> **RECORDS TO USE**

========================================================================

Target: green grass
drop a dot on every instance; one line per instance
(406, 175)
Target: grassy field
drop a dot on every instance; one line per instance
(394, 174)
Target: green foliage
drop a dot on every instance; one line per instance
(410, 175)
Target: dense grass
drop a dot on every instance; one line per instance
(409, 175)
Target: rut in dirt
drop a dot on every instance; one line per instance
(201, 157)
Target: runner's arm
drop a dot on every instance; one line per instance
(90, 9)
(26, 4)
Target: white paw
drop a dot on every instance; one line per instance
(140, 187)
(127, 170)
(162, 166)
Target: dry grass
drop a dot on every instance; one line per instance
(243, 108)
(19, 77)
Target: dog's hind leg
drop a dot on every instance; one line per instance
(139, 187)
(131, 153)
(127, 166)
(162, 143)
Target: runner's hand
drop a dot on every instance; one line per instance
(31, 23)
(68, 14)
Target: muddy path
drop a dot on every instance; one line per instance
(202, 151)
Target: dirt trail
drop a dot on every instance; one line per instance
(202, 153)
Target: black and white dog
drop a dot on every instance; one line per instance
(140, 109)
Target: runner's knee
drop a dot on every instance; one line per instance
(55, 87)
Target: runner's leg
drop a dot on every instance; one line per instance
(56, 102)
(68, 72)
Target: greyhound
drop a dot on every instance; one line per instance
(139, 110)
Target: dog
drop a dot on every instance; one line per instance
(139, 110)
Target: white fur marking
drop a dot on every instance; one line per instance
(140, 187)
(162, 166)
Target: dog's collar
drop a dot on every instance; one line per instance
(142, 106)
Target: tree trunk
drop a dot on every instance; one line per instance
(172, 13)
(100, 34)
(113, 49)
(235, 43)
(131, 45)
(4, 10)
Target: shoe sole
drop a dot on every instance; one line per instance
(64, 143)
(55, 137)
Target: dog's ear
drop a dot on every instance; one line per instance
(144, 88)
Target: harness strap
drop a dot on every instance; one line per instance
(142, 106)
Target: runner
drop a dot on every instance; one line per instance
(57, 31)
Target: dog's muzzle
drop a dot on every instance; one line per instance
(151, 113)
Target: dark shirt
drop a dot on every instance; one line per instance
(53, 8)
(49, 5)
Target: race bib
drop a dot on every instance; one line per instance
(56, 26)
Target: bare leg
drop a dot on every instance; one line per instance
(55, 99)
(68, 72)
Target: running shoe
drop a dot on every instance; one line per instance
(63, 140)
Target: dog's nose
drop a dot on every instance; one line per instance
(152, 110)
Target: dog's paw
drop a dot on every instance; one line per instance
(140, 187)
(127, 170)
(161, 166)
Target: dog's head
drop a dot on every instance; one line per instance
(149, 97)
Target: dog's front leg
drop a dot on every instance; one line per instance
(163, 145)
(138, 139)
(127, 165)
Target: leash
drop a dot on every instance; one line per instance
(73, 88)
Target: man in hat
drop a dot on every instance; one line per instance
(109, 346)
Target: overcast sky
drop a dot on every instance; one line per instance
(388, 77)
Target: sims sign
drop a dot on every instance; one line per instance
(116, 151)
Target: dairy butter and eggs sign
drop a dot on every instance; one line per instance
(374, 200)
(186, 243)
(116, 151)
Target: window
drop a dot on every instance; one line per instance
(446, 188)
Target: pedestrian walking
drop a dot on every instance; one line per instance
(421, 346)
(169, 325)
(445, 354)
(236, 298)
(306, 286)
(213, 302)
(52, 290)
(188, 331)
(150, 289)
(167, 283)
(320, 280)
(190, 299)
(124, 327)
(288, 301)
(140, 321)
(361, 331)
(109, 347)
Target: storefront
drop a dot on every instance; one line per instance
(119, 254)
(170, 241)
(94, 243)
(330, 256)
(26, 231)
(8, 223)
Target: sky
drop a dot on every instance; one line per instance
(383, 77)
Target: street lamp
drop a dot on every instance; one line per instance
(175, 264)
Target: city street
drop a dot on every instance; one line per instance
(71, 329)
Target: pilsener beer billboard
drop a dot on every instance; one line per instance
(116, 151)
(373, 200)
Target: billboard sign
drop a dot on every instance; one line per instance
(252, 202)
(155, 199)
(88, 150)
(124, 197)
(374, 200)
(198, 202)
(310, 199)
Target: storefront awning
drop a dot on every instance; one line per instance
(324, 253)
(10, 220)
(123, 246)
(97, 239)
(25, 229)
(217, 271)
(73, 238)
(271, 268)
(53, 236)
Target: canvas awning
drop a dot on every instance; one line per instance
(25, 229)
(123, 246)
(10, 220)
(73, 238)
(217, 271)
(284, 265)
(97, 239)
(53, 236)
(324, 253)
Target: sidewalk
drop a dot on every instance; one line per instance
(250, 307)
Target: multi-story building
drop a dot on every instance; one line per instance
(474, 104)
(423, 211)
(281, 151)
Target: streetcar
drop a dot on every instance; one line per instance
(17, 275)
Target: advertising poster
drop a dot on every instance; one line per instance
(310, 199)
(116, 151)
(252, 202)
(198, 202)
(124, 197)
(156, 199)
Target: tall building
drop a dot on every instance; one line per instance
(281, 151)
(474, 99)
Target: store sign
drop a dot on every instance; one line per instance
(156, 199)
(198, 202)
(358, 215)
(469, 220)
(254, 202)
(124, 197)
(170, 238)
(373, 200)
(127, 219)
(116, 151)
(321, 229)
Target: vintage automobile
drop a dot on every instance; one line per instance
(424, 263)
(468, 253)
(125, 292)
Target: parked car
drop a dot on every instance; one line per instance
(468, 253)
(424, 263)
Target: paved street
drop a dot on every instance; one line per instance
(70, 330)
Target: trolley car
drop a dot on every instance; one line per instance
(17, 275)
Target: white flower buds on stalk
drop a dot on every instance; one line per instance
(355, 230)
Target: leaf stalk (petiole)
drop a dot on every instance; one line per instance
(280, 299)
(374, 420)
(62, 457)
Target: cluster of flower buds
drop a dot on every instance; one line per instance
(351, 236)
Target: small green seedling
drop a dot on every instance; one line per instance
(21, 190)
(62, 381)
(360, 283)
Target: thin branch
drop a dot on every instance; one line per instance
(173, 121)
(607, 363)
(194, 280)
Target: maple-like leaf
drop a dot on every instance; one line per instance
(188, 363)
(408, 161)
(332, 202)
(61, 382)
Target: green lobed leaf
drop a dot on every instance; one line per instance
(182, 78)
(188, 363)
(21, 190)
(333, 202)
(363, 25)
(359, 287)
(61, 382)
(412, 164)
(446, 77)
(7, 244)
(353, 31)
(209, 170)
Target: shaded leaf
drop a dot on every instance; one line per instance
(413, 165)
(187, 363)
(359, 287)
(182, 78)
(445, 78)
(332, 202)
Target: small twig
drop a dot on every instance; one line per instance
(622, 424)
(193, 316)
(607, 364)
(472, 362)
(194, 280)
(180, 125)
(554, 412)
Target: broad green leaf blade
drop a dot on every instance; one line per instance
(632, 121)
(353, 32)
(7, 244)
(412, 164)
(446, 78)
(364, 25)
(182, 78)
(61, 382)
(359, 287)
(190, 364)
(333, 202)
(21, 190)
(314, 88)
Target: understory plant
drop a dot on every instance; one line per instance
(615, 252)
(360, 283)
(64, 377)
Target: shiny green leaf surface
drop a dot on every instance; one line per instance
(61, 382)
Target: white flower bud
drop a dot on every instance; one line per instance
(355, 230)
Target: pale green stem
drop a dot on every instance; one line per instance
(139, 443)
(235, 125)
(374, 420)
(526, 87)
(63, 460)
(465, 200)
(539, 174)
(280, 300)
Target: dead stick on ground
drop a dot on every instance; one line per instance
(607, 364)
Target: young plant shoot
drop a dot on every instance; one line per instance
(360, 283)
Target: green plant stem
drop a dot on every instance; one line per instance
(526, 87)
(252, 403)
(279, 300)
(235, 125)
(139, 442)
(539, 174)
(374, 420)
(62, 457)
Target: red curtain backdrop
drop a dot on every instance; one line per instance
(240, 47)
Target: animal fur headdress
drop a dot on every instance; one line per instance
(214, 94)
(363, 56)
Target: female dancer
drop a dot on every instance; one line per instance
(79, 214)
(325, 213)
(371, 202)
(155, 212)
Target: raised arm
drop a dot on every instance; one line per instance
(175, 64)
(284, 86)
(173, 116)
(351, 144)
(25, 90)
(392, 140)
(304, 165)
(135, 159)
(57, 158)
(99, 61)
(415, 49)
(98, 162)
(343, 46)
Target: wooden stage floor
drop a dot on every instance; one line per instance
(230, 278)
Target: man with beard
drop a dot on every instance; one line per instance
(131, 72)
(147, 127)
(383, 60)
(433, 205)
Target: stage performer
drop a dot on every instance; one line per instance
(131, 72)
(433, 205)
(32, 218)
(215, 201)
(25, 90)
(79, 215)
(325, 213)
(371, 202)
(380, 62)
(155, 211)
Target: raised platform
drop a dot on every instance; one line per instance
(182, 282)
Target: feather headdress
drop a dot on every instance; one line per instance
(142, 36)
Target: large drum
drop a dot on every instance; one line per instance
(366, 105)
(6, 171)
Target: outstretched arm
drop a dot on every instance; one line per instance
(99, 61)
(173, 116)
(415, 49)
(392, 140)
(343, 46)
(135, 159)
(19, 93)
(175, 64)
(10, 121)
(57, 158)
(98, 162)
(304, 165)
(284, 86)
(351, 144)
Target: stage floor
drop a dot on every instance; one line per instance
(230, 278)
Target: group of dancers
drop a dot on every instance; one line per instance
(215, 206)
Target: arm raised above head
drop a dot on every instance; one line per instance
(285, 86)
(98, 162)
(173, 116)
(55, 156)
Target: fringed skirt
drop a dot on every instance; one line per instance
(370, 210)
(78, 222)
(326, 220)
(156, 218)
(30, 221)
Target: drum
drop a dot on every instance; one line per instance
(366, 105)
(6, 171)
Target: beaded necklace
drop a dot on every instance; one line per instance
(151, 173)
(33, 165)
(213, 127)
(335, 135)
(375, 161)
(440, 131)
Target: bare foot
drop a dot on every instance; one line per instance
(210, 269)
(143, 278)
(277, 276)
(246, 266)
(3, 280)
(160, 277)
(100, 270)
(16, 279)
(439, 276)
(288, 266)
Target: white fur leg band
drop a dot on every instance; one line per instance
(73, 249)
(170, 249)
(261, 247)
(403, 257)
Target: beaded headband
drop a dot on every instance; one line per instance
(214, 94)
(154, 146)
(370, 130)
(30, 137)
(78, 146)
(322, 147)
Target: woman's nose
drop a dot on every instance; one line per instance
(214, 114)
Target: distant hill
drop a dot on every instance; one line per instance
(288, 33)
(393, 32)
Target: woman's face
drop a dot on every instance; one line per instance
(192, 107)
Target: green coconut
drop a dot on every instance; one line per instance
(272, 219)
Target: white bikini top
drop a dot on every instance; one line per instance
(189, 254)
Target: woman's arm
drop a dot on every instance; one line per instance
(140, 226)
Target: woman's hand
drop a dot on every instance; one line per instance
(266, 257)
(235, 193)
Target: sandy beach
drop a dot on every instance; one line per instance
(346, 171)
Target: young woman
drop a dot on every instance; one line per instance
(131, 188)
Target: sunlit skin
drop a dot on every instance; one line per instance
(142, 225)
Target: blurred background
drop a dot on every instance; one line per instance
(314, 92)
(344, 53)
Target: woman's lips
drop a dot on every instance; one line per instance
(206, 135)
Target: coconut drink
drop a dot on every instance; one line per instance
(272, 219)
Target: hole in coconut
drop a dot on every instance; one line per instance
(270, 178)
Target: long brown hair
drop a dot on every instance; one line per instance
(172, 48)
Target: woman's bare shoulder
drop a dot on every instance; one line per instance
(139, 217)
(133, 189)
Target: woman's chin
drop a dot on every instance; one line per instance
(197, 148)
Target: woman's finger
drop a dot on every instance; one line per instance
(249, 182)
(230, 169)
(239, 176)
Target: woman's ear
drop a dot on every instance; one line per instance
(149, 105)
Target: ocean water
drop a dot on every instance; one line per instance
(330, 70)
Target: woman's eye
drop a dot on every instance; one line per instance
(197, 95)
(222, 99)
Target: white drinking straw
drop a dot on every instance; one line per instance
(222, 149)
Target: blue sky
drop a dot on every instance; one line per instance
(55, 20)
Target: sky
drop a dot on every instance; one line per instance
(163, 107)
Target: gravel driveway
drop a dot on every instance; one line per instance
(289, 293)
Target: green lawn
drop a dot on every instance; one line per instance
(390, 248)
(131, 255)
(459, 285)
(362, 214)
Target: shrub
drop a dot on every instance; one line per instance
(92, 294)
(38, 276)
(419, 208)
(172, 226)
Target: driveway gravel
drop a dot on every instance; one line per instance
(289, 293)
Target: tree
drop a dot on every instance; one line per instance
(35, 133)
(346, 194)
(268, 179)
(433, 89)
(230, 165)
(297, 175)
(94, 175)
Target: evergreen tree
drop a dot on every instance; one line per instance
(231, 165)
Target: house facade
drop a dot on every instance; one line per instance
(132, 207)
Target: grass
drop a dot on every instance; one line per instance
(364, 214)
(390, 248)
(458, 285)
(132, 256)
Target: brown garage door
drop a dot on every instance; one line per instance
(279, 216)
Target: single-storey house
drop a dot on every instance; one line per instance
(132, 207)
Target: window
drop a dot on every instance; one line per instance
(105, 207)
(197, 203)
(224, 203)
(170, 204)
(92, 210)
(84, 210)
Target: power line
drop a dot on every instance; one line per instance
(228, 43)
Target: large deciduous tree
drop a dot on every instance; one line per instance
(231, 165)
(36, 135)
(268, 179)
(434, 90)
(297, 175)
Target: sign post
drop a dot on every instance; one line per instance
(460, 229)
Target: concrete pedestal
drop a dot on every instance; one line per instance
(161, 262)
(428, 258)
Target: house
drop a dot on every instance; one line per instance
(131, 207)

========================================================================

> **DESCRIPTION OF THE TASK**
Set down, word for word, every line from the line that holds "Target: single-storey house" to the end of the entries above, including both ends.

> **FINISHED EXERCISE**
Target: single-storey house
drop a dot on every instance; one line per instance
(132, 207)
Target: window
drop a dot on every instance; one line per instance
(105, 207)
(197, 203)
(224, 203)
(170, 204)
(92, 210)
(84, 210)
Target: power line
drop a dot on every instance; one line per instance
(228, 43)
Target: large deciduous tree
drop a dot on every instance; one line per instance
(231, 165)
(36, 135)
(268, 179)
(434, 90)
(297, 175)
Target: sign post
drop a dot on every instance; one line per instance
(460, 229)
Target: concrete pedestal
drop a dot on every instance; one line per instance
(161, 262)
(428, 258)
Target: house
drop a dot on every instance; one line per instance
(131, 207)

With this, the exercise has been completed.